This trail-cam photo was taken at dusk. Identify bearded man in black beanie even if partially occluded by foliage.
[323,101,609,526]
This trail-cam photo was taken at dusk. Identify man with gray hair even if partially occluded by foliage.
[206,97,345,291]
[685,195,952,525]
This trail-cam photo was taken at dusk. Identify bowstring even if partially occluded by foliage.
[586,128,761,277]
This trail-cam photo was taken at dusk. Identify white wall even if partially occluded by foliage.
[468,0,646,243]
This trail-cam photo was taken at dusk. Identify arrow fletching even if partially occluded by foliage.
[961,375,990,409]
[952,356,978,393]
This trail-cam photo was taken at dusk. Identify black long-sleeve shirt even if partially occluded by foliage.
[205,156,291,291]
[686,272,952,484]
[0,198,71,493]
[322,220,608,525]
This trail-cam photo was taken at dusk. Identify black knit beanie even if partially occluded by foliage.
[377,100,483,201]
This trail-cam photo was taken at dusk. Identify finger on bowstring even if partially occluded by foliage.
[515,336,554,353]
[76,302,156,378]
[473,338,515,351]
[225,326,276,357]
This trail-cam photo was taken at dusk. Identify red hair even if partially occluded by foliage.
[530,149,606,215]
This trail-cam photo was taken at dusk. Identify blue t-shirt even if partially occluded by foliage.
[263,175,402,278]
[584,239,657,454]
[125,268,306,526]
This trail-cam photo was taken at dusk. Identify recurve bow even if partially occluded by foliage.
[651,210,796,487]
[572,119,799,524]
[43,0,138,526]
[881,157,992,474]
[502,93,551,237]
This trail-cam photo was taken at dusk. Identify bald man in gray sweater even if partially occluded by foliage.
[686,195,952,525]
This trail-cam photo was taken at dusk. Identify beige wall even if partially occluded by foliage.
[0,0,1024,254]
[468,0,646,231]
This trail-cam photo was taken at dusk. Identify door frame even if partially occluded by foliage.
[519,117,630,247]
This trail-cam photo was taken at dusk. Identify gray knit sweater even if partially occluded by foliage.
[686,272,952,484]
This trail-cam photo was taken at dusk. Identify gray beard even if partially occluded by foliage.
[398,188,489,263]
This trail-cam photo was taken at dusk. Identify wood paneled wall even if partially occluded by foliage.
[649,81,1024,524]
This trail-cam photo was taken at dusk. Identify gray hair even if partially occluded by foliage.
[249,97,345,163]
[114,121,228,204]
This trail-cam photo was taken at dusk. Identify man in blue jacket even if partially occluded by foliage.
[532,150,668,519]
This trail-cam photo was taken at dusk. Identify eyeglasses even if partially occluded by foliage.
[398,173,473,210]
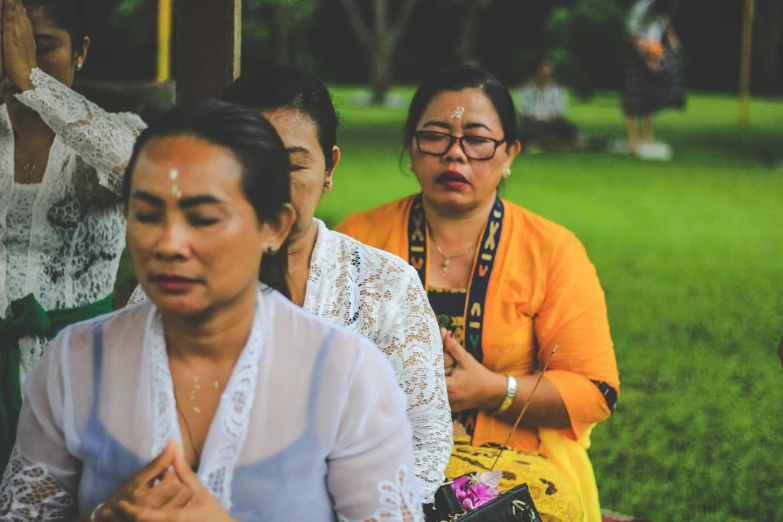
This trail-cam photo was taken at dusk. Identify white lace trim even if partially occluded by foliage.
[337,466,424,522]
[17,67,146,194]
[0,446,78,522]
[304,219,452,503]
[0,68,145,378]
[145,289,264,511]
[128,219,452,503]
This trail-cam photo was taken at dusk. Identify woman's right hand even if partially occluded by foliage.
[91,442,193,522]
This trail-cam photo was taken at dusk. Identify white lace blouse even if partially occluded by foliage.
[0,69,144,378]
[0,286,423,522]
[130,219,452,503]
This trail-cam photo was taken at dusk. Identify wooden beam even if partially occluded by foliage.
[156,0,172,83]
[739,0,756,125]
[175,0,242,103]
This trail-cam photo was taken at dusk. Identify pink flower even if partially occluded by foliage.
[451,475,498,511]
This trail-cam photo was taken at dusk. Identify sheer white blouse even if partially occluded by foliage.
[130,219,452,503]
[0,288,423,522]
[0,68,145,378]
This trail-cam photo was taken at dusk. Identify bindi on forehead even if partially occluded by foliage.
[169,169,182,199]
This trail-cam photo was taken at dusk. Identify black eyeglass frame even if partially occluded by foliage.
[413,130,506,161]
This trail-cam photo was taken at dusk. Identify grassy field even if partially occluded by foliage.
[116,89,783,522]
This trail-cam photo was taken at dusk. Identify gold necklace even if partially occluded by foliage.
[432,237,476,274]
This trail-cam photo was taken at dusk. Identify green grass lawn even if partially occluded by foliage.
[116,89,783,522]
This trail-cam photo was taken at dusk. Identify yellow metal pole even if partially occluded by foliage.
[739,0,756,125]
[156,0,172,83]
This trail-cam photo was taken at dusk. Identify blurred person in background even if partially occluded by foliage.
[622,0,685,156]
[519,59,579,150]
[0,0,145,469]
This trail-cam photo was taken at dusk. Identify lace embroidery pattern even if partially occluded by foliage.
[144,308,178,459]
[0,69,145,378]
[304,220,452,502]
[199,292,264,511]
[0,446,78,522]
[337,466,424,522]
[128,219,452,503]
[146,290,264,511]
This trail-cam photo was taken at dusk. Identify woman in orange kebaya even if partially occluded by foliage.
[337,66,619,522]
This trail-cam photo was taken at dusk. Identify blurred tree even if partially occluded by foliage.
[544,0,626,98]
[444,0,494,63]
[110,0,319,74]
[242,0,319,65]
[755,0,783,93]
[341,0,418,104]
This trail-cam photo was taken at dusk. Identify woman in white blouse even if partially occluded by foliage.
[0,0,144,469]
[125,67,452,503]
[0,101,422,522]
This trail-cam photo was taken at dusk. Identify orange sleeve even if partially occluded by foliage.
[535,232,620,440]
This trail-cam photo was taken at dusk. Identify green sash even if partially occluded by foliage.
[0,294,112,475]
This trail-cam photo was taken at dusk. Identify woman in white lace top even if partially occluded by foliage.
[0,0,144,469]
[125,67,452,503]
[0,101,423,522]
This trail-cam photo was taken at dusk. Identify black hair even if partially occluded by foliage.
[122,100,291,298]
[223,65,338,171]
[403,65,517,147]
[23,0,88,52]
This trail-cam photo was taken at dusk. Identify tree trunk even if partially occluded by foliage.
[756,0,783,93]
[175,0,242,103]
[275,2,291,65]
[370,0,391,105]
[456,1,480,63]
[341,0,418,105]
[370,46,392,105]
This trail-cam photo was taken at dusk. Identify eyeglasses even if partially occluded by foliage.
[413,131,505,161]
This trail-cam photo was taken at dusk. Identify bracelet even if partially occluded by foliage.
[490,375,517,415]
[90,503,103,522]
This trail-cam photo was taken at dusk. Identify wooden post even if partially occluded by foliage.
[175,0,242,103]
[739,0,756,126]
[156,0,172,83]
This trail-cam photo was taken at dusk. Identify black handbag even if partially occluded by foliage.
[424,346,557,522]
[424,481,541,522]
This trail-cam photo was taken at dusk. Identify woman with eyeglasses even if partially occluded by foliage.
[337,65,619,522]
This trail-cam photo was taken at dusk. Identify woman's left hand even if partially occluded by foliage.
[441,330,508,412]
[2,0,37,91]
[117,444,236,522]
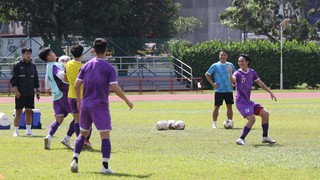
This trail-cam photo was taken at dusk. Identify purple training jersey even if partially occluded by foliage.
[77,58,118,131]
[53,66,70,117]
[233,68,262,117]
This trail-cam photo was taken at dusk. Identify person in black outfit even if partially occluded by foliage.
[10,48,40,137]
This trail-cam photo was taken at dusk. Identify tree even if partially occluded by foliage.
[220,0,320,42]
[220,0,280,41]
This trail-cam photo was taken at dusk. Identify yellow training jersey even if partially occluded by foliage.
[66,60,83,98]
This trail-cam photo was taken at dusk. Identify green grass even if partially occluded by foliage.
[0,95,320,179]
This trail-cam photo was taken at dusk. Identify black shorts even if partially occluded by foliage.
[15,95,34,109]
[214,92,234,106]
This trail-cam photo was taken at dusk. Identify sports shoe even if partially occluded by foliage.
[60,138,73,149]
[70,159,78,173]
[261,137,276,144]
[237,139,247,146]
[26,131,33,136]
[100,166,115,174]
[44,136,51,150]
[13,131,19,137]
[83,140,93,151]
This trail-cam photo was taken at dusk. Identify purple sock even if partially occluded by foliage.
[240,126,251,139]
[49,120,60,136]
[87,128,92,140]
[101,139,111,159]
[67,120,74,137]
[261,123,269,137]
[73,135,86,154]
[73,123,80,137]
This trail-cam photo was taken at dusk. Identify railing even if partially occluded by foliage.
[0,78,202,96]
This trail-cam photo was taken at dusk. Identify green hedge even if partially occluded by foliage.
[169,40,320,89]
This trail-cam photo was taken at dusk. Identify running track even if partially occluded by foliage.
[0,91,320,104]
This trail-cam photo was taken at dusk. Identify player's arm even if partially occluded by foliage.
[110,83,133,109]
[228,66,236,84]
[204,72,218,88]
[74,79,83,111]
[10,64,21,98]
[255,79,277,101]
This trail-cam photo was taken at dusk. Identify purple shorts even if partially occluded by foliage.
[236,101,263,118]
[79,107,112,132]
[68,98,79,114]
[53,94,70,117]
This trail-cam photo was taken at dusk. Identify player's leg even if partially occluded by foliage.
[212,92,223,129]
[25,96,34,136]
[237,114,256,145]
[100,131,114,174]
[92,107,114,174]
[258,108,276,144]
[70,108,90,172]
[60,119,75,149]
[224,92,234,120]
[13,96,24,137]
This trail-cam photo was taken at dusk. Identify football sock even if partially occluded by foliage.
[67,119,74,137]
[101,139,111,159]
[87,128,92,140]
[26,125,31,132]
[14,126,19,132]
[49,120,60,136]
[261,123,269,137]
[213,121,217,127]
[102,162,109,169]
[73,122,80,137]
[73,135,85,154]
[73,157,78,164]
[240,126,251,139]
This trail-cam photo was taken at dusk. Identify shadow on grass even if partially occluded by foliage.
[92,172,152,179]
[252,143,283,148]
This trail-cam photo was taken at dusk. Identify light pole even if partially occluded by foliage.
[279,18,290,90]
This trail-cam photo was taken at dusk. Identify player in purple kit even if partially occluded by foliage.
[39,48,70,150]
[228,54,277,145]
[70,38,133,174]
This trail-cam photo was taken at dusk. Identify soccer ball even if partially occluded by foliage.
[156,121,169,131]
[223,119,234,129]
[174,121,186,130]
[167,120,176,129]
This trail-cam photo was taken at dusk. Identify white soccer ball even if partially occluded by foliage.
[0,113,10,126]
[167,120,176,129]
[174,120,186,130]
[223,119,234,129]
[156,121,169,131]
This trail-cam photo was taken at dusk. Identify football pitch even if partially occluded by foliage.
[0,93,320,179]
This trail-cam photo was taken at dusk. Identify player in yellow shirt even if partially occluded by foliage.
[66,44,92,150]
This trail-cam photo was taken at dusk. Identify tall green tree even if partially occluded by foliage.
[0,0,178,54]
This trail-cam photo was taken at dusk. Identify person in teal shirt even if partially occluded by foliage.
[205,50,236,129]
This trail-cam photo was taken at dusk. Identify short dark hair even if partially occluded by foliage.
[93,38,107,54]
[219,49,228,55]
[240,54,251,66]
[71,44,83,58]
[39,47,52,61]
[21,47,32,54]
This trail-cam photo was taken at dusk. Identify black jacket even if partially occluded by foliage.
[10,60,39,96]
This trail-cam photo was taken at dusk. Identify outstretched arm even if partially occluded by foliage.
[228,66,236,84]
[204,73,218,89]
[111,83,133,109]
[256,79,277,101]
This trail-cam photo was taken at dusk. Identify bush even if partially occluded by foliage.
[169,40,320,89]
────────────────────
» WORK INSTRUCTIONS: Render the listing from the line with "This trail-cam photo was taken at dusk. Identify red" to the line with "[686,195,952,525]", both included, as a JSON list of strings, one string per line, with blank lines omitted.

» RESPONSE:
[
  "This trail-cam photo was taken at dusk. Identify red hair even if partially occluded by foliage.",
  "[530,149,606,215]",
  "This trail-cam photo was taken at dusk. Identify blue t-shirt even if partially occluded by foliage.",
  "[263,175,402,278]",
  "[584,239,657,454]",
  "[125,268,306,526]",
  "This trail-cam photo was taken at dusk. Identify recurve bow even if partially occluded by foliage.",
  "[651,210,796,487]",
  "[572,119,799,524]",
  "[43,0,138,526]",
  "[881,157,992,474]",
  "[502,93,551,237]",
  "This trail-cam photo was taken at dusk. Identify bald man in gray sweater even if partially occluded by foliage.",
  "[686,195,952,525]"
]